Location labeling data:
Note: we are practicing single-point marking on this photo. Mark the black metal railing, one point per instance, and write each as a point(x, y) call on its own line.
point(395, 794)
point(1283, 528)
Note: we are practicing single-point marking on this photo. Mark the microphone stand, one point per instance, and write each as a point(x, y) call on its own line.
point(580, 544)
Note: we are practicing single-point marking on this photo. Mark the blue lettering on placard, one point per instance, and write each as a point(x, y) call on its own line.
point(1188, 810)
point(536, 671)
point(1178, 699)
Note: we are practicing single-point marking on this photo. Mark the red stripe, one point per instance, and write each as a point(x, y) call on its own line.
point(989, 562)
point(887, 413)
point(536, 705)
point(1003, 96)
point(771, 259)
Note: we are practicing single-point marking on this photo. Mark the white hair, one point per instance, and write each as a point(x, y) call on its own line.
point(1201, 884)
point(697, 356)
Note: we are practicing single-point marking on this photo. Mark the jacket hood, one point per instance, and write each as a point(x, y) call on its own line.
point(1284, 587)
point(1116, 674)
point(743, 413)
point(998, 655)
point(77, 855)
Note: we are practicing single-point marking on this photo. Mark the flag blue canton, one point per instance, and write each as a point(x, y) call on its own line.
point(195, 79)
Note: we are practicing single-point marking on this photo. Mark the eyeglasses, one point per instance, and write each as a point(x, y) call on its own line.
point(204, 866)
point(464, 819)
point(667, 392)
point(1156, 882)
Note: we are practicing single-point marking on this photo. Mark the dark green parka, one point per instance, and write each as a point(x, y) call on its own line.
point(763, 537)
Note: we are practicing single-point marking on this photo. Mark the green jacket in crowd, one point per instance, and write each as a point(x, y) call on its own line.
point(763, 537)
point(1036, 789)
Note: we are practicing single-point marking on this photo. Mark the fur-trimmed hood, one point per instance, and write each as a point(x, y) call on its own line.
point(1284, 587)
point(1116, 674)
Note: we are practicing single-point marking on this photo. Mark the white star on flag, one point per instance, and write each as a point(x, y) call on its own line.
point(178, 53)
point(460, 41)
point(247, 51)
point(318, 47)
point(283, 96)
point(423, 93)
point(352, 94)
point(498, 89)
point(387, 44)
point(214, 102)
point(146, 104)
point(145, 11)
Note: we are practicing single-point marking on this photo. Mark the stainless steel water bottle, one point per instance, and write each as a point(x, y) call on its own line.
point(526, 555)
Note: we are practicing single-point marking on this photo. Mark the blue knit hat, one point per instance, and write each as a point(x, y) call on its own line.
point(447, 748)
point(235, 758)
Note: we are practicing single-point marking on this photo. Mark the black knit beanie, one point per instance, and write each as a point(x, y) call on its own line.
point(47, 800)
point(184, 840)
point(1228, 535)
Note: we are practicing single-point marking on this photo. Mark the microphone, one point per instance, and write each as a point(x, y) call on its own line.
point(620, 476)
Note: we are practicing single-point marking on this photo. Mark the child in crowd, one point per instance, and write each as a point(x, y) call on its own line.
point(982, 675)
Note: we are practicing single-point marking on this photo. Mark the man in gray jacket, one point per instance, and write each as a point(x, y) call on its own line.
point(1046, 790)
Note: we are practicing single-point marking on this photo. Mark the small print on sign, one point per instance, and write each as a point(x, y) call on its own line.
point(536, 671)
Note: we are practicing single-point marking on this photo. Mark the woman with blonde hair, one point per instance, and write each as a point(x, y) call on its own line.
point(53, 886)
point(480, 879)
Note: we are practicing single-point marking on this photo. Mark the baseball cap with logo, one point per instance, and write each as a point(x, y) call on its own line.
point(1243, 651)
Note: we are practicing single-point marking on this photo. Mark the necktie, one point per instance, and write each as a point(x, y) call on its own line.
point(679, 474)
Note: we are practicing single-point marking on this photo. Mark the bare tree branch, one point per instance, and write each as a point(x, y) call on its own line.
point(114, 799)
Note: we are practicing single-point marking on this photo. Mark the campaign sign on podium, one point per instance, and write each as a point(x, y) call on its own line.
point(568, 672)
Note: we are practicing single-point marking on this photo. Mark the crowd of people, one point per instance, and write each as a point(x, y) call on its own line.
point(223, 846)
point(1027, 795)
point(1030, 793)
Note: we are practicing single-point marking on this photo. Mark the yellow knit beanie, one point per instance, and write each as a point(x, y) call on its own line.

# [What the task requires]
Rewrite all of the data above as a numbered list with one line per item, leaving out any blank lines.

# [Response for this exercise]
1. Note: we are practicing single-point marking on this photo. Mark the black metal railing, one point per instance, and write each as a point(x, y) call on its own line.
2. point(395, 794)
3. point(1283, 528)
4. Note: we are practicing single-point marking on this photo. Mark the microphone stand, one point per instance, and write each as a point(x, y) call on its own line.
5. point(580, 544)
6. Note: we are practicing single-point marking on this photo. Mark the blue lettering on placard, one point per instance, and write each as a point(x, y) call on its own line.
7. point(1188, 810)
8. point(536, 671)
9. point(1178, 699)
10. Note: we are practicing single-point marking on this photo. Mark the red stripe, one point per instance, and write each as a point(x, y) call on its own line.
11. point(989, 562)
12. point(887, 413)
13. point(536, 705)
14. point(1003, 96)
15. point(771, 259)
16. Note: we are practicing single-point marking on this photo. Mark the white hair, one point per instance, and write each as a point(x, y) call on its own line.
17. point(1201, 884)
18. point(697, 356)
19. Note: we are practicing single-point marking on this photo. Mark the jacket hood, one point per instance, and write each as a point(x, y) call on its own line.
20. point(1284, 587)
21. point(1116, 674)
22. point(743, 413)
23. point(998, 655)
24. point(77, 855)
25. Note: we are practicing single-point marking on this photo. Mark the flag blue canton, one point per instance, and write each as a point(x, y) call on its own line.
26. point(195, 79)
27. Note: we are practicing single-point marking on this photo. Mark the eyeglasses, one point per instance, and write each as a point(x, y) call on its own line.
28. point(204, 866)
29. point(464, 819)
30. point(667, 392)
31. point(1156, 882)
32. Note: we are practicing single-point marking on this photo. Mark the dark green parka, one point per instance, and write each as a point(x, y) call on its own line.
33. point(763, 537)
34. Note: we are practicing single-point marking on this photo. Mark the green jacket in crowd, one point per instance, and write each as a point(x, y) call on its own line.
35. point(763, 537)
36. point(1036, 789)
37. Note: we are practicing single-point marking on this photo. Mark the fur-trimmed hood, one point per instance, and write each as a point(x, y) call on its own line.
38. point(1284, 587)
39. point(1116, 674)
40. Note: we are practicing single-point marking on this photo. Mark the white star on flag, one point per instance, and write each as a point(x, y) call on its own line.
41. point(178, 53)
42. point(460, 41)
43. point(247, 51)
44. point(318, 47)
45. point(283, 96)
46. point(423, 93)
47. point(352, 94)
48. point(498, 89)
49. point(387, 44)
50. point(214, 102)
51. point(146, 104)
52. point(145, 11)
53. Note: we are practicing single-point marking on this photo. Mark the stainless steel water bottle, one point per instance, and write each as a point(x, y) call on its own line.
54. point(526, 555)
55. Note: we are practicing single-point marking on this photo. Mark the blue knit hat, one point per instance, and write each as a point(x, y) call on its own line.
56. point(447, 748)
57. point(235, 758)
58. Note: we are practicing single-point marking on this photo. Mark the black knit beanie, one point per instance, and write each as a point(x, y) call on its own line.
59. point(47, 800)
60. point(184, 840)
61. point(1228, 535)
62. Note: we are practicing single-point marking on this photo. Mark the microphone, one point per instance, and write each as a point(x, y) call on its own line.
63. point(620, 476)
64. Note: we are practicing single-point marking on this photo. Mark the child in crowd, one point per instance, and write each as a point(x, y) call on its own line.
65. point(982, 675)
66. Note: we are practicing single-point marking on this photo. Mark the man in gray jacket, one point per instance, and write each as a point(x, y) call on its own line.
67. point(1046, 790)
68. Note: we are practicing single-point marking on this photo. Mark the small print on sign, one point per instance, and write each as a point(x, y) call on its own line.
69. point(536, 671)
70. Note: we are practicing single-point marking on this photo. Mark the woman with blonde hair, one point per instance, and write each as a point(x, y) call on its own line.
71. point(53, 886)
72. point(480, 879)
73. Note: we are practicing single-point marking on this photo. Mark the baseball cap with logo, one point per instance, and write each as a point(x, y) call on its own line.
74. point(1243, 651)
75. Note: we are practicing single-point marking on this photo. Mark the necktie, one point per instance, and write each as a point(x, y) call on its own line.
76. point(679, 474)
77. Note: we are practicing single-point marking on this photo. Mark the bare tree branch, one point per instance, and write each as a point(x, y) call on its own line.
78. point(114, 799)
79. Note: we are practicing single-point marking on this photo. Mark the campaign sign on podium, one point per instance, and write each as a point(x, y) call on its own line.
80. point(568, 672)
81. Note: we are practicing single-point marking on this photo. Mark the crowd of people, one point per instance, and write each as a point(x, y) call on its own line.
82. point(223, 846)
83. point(1027, 795)
84. point(1030, 793)
85. Note: we are practicing single-point marking on this photo. Mark the yellow knit beanie, one point per instance, and write each as a point(x, y) call on its own line.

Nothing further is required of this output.